Could you repeat every one of the lines below word for word, with nothing added or changed?

····················

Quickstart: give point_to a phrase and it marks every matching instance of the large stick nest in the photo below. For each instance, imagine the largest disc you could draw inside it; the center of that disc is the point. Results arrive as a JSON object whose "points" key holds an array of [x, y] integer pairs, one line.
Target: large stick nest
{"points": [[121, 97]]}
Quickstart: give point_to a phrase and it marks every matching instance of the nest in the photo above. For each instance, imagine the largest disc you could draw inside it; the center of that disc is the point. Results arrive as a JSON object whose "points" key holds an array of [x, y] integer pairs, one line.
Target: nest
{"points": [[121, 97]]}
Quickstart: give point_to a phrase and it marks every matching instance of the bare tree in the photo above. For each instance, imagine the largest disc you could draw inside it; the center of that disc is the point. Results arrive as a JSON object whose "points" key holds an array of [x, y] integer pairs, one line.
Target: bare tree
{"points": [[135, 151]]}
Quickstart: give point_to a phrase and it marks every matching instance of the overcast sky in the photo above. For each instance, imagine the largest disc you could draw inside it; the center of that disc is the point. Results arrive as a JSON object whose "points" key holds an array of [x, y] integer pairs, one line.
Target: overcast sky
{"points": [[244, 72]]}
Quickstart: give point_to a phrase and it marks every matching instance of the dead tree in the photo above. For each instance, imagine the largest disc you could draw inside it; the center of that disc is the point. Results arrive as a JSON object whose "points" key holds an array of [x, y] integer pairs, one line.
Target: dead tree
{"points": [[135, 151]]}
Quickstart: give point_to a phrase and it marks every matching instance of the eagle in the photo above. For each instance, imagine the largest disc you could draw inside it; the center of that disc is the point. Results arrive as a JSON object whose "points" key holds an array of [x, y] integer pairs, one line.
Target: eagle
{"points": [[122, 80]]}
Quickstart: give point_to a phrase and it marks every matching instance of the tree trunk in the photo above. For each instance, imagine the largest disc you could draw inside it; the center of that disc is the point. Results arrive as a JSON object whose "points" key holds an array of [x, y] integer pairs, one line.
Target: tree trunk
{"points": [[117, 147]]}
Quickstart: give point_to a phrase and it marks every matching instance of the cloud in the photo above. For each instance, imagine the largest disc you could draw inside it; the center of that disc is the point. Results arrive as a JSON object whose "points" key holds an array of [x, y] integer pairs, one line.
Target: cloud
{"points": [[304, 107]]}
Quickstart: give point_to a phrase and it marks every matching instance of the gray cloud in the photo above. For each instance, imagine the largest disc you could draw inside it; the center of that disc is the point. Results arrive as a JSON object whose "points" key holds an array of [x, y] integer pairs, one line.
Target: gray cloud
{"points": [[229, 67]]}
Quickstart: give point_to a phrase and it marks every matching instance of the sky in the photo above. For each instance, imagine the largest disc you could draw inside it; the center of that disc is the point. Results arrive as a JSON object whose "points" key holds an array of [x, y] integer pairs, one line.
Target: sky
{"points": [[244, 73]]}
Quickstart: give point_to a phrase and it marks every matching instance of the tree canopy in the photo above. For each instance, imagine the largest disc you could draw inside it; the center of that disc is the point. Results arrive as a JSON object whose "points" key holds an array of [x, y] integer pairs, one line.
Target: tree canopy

····················

• [ANSWER TO THIS TASK]
Quickstart: give point_to a phrase and it marks every matching instance of the large stick nest in the photo below. For each instance, imagine the largest disc you could draw inside it; the center of that disc is the point. Results arrive as a JSON object whose "points" key holds an array of [x, y] integer pairs, one line.
Target: large stick nest
{"points": [[121, 97]]}
Quickstart: give point_to a phrase and it marks every matching instance of the nest in the photo above. For each instance, imagine the largest disc you could draw inside it; the center of that disc is the point. Results arrive as a JSON object whose "points" key holds an array of [x, y] integer pairs, one line.
Target: nest
{"points": [[121, 97]]}
Quickstart: give point_to a phrase and it marks every matching instance of the bare tree in the photo above. For each instance, imagine the largest disc you could draw inside it; the center of that disc is the point. Results arrive as a JSON object whose "points" key holds an array of [x, y] integer pairs, one line.
Target: bare tree
{"points": [[135, 151]]}
Quickstart: give point_to a phrase and it marks every matching instance of the overcast sky in the photo above. For each instance, imagine the largest disc you could draw inside it; the center of that disc is the point. Results arrive as a JSON object whose "points" key holds an array of [x, y] integer pairs, one line.
Target: overcast sky
{"points": [[244, 72]]}
Quickstart: give point_to a phrase and it marks every matching instance of the dead tree in the photo above. For each instance, imagine the largest disc you could draw inside it; the center of that disc is the point. Results arrive as a JSON object whose "points" key holds an array of [x, y] integer pairs, one line.
Target: dead tree
{"points": [[135, 151]]}
Quickstart: give point_to a phrase and it marks every matching instance of the eagle in the photo above. For each instance, imagine the largest disc you could draw inside it; the center of that disc is the point. Results arrive as a JSON object whose "points" key holds an array of [x, y] integer pairs, one line.
Target: eagle
{"points": [[122, 80]]}
Quickstart: give point_to a phrase and it marks every matching instance of the tree trunk in the photo above. For each instance, imagine the largest disc you could draw inside it; the center of that disc is the point. Results arrive as a JSON object whose "points" key holds an array of [x, y] integer pairs, one line.
Target: tree trunk
{"points": [[117, 147]]}
Quickstart: give point_to a phrase and it marks every matching instance of the cloud in the photo above. For each instance, imagine the largest disc you could draw inside it; the center of that disc is the point. Results arrive as a JSON object whose "points" key holds an array of [x, y] integer pairs, one line.
Target: cloud
{"points": [[304, 107]]}
Quickstart: give point_to a phrase and it marks every matching instance of the gray cloud in the photo above. For each instance, imagine the largest disc you could draw inside it; the center of that disc is the point. Results arrive as a JSON object whose "points" key holds an array of [x, y] integer pairs, one line.
Target: gray cloud
{"points": [[229, 67]]}
Quickstart: give point_to a phrase and it marks every matching instance of the sky in the photo above. For each instance, imagine the largest disc you could draw inside it; the center of that disc is the point. Results arrive as a JSON object whose "points" key holds an array of [x, y] integer pairs, one line.
Target: sky
{"points": [[244, 73]]}
Quickstart: give point_to a phrase and it marks every matching instance of the tree canopy in the photo above. For each instance, imagine the largest disc you could draw inside it; the center of that disc is the point. Results arrive as a JSON object whose "points" key holds an array of [x, y] integer pairs, one line.
Target: tree canopy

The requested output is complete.